Selected passage
···

SAN FRANCISCO - JULY 13: A worker at the Alternative Herbal Health Services cannabis dispensary packages medicinal marijuana July 13, 2006 in San Francisco. San Francisco city planners are deciding July 13 if they will issue a permit to allow Kevin Reed to open the Green Cross medical marijuana dispensary right in the middle of San Francisco's Fisherman's Wharf area, a popular tourist destination. (Photo by Justin Sullivan/Getty Images)
The vote was really not that close on Monday as the New Jersey Senate voted 22 to 16 to overturn the proposed rules for the growing and sale of medical marijuana in the Garden State.
This sets the Legislature on a collision course with Republican Gov. Chris Christie and his Department of Health and Senior Services.
"I'm willing to have an open dialog with the Governor," said the prime Senate sponsor of the law, Sen. Nicholas Scutari(D-Union) after the vote.
The proposed rules that have become so controversial in recent weeks include a THC limit of no more than 10%, as well as requiring doctors who want to write what amounts to prescriptions for the pot to take ongoing continuing education classes, no matter what their current pain management skills.
"We shouldn't administratively have a bureaucracy set the level of medicine which these people on their dying death beds need," said Sen. Scutari, while he argued "We trust them(doctors) with some of the most potent medicines available."
"My doctor will not participate," Kwiatkowski said in describing her concerns with the red tape that advocates claim doctors must go through to gain authorization from the state to prescribe the drug.
Kwiatkowski, who has been using marijuana illegally for 8 years to relieve his pain, said "It's very difficult for patients like myself to fight for something we should have had over the summer."
In passing this resolution, both houses of the Legislature have now set the stage for a showdown.

···

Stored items
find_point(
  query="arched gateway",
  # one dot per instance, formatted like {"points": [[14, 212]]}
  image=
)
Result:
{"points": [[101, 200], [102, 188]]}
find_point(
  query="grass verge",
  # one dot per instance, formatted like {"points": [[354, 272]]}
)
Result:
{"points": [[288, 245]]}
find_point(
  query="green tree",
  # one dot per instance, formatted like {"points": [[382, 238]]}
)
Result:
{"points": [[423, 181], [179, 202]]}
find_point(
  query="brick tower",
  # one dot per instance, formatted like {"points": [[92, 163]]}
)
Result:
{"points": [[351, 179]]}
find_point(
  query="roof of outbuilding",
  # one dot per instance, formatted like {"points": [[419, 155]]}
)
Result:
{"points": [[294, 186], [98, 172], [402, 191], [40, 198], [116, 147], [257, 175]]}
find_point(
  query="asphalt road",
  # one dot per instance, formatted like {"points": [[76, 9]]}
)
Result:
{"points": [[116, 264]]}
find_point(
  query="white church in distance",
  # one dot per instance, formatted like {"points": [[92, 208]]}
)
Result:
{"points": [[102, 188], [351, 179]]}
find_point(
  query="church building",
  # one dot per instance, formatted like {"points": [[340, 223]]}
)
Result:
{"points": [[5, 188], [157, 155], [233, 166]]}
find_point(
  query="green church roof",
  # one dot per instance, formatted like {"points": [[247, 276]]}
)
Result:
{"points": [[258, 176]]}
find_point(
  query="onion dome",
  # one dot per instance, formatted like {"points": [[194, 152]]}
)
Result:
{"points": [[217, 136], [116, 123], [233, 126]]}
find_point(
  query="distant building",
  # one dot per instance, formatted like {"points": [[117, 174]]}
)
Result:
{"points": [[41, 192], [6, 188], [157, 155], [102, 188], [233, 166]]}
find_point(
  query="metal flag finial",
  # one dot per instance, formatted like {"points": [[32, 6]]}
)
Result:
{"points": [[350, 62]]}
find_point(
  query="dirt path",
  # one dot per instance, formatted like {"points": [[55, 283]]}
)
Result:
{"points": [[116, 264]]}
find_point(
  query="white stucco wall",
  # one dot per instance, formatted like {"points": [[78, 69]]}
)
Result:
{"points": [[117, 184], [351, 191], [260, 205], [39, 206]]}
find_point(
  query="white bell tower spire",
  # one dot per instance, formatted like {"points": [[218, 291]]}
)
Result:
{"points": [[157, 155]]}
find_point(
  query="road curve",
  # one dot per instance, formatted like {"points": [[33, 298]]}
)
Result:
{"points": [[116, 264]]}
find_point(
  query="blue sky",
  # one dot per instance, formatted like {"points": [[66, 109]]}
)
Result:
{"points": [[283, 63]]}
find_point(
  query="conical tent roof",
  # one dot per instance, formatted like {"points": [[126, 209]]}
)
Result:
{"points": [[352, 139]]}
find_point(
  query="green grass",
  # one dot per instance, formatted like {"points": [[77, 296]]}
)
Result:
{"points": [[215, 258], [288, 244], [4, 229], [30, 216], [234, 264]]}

···

Problem statement
Continue the article about the New Jersey Senate vote on medical marijuana rules, picking up after its final sentence.

Solved problem
Under the New Jersey constitution, the legislature can force the administration to rewrite rules that the legislature feels do not match the intent of the law when it was passed--in this case last January, when then-Governor Jon Corzine signed it into law a day before Christie took office.
But what is not clear is if the Legislature can actually write the regulations to its satisfaction, or if the Administration can simply tweak its proposed rules with a word change here and a word change there and still defy what legislators say is their intent.
Two hours after the Senate action, Mike Drewniak, Press Secretary to Governor Christie, released a statement accusing Senator Scutari of "transparent maneuvering."
"It is truly unfortunate that the Senator will now further delay providing patients in need with the critical relief already achieved by Governor Christie and Assemblyman Gusciora's bipartisan solution," said Drewniak. (Gusciora, a co-sponsor of the law, joined the Governor recently in announcing a compromise, though it was after the full Assembly had already voted for repeal of the rules.)
While not addressing the action that forces some sort of change in the rules, Drewniak said Senator Scutari "should stop the gamesmanship and join Governor Christie in bringing relief to patients in a compassionate and bipartisan way."